- _WHAT YOU NEED TO DO_: In the listing that follows, count the lines holding the word "green" and report only that number.

'''

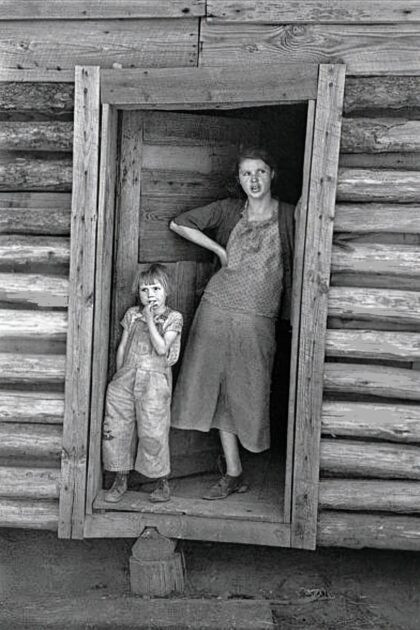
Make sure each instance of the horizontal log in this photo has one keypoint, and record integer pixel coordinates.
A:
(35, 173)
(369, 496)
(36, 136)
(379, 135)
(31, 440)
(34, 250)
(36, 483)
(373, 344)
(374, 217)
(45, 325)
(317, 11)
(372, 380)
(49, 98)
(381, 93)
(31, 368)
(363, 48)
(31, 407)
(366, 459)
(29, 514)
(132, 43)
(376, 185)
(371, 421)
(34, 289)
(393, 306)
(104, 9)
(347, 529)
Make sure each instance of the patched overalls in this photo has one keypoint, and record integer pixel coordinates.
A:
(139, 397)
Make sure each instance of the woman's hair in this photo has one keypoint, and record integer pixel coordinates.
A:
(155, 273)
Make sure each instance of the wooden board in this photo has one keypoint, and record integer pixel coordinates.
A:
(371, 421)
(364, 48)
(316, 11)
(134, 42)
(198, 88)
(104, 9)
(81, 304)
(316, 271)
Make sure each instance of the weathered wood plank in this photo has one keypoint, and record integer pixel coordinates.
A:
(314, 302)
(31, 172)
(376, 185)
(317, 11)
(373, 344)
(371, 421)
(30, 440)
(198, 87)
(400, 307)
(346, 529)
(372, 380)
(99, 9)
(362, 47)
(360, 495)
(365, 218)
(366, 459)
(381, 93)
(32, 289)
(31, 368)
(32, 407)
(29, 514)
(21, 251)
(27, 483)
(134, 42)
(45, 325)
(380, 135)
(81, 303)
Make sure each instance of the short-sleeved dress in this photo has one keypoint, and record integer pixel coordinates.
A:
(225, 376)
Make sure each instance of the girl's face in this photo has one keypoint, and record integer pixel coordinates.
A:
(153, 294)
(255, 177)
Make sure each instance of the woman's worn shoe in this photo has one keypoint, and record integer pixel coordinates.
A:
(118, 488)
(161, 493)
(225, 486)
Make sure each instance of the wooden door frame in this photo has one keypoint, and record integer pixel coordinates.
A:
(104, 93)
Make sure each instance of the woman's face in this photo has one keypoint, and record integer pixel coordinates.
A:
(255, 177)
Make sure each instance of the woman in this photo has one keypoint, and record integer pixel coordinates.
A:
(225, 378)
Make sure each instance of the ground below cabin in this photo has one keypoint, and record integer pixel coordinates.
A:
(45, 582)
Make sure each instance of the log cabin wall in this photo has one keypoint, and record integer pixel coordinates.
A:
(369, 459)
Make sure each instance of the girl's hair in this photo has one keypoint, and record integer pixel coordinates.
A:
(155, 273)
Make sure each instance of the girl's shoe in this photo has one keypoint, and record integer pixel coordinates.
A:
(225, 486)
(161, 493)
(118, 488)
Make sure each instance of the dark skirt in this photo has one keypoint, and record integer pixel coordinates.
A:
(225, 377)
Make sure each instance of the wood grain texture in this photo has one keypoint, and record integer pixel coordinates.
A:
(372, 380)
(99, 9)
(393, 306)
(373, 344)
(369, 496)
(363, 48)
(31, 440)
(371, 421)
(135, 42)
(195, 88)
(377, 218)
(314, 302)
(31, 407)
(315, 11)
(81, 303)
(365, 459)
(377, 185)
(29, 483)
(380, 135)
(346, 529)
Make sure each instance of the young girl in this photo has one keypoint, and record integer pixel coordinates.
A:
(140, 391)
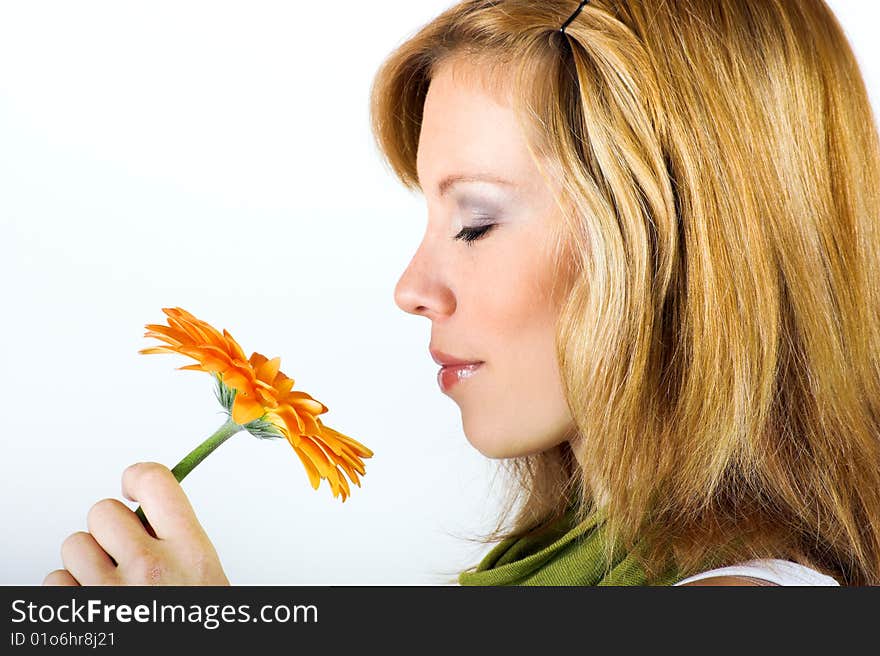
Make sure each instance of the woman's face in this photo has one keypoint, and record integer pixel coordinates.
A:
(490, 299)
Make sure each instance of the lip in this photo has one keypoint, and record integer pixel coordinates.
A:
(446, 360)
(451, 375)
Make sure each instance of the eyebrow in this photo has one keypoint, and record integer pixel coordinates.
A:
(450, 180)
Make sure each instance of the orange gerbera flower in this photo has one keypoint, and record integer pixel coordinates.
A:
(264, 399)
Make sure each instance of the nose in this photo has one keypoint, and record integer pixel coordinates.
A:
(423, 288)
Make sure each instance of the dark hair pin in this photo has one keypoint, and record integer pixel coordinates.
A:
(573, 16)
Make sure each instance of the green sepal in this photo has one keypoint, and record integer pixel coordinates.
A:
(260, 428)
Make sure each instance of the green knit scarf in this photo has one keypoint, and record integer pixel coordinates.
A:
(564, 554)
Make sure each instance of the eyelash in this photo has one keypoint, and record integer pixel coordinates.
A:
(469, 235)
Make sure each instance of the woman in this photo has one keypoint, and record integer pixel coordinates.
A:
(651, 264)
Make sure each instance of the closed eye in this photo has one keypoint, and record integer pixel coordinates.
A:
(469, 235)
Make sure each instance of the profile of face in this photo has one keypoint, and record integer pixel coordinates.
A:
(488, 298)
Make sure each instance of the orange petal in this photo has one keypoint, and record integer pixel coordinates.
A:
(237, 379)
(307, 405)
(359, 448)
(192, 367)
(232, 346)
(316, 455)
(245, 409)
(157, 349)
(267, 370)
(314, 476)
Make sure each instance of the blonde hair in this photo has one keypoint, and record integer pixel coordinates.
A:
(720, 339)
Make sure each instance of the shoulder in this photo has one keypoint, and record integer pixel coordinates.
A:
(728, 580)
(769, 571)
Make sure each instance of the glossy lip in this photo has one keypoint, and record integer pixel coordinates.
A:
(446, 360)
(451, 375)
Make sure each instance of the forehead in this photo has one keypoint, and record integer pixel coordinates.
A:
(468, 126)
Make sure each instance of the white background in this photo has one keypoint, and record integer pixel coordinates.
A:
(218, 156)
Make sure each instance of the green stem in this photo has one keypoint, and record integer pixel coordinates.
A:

'''

- _COMPLETED EXERCISE_: 3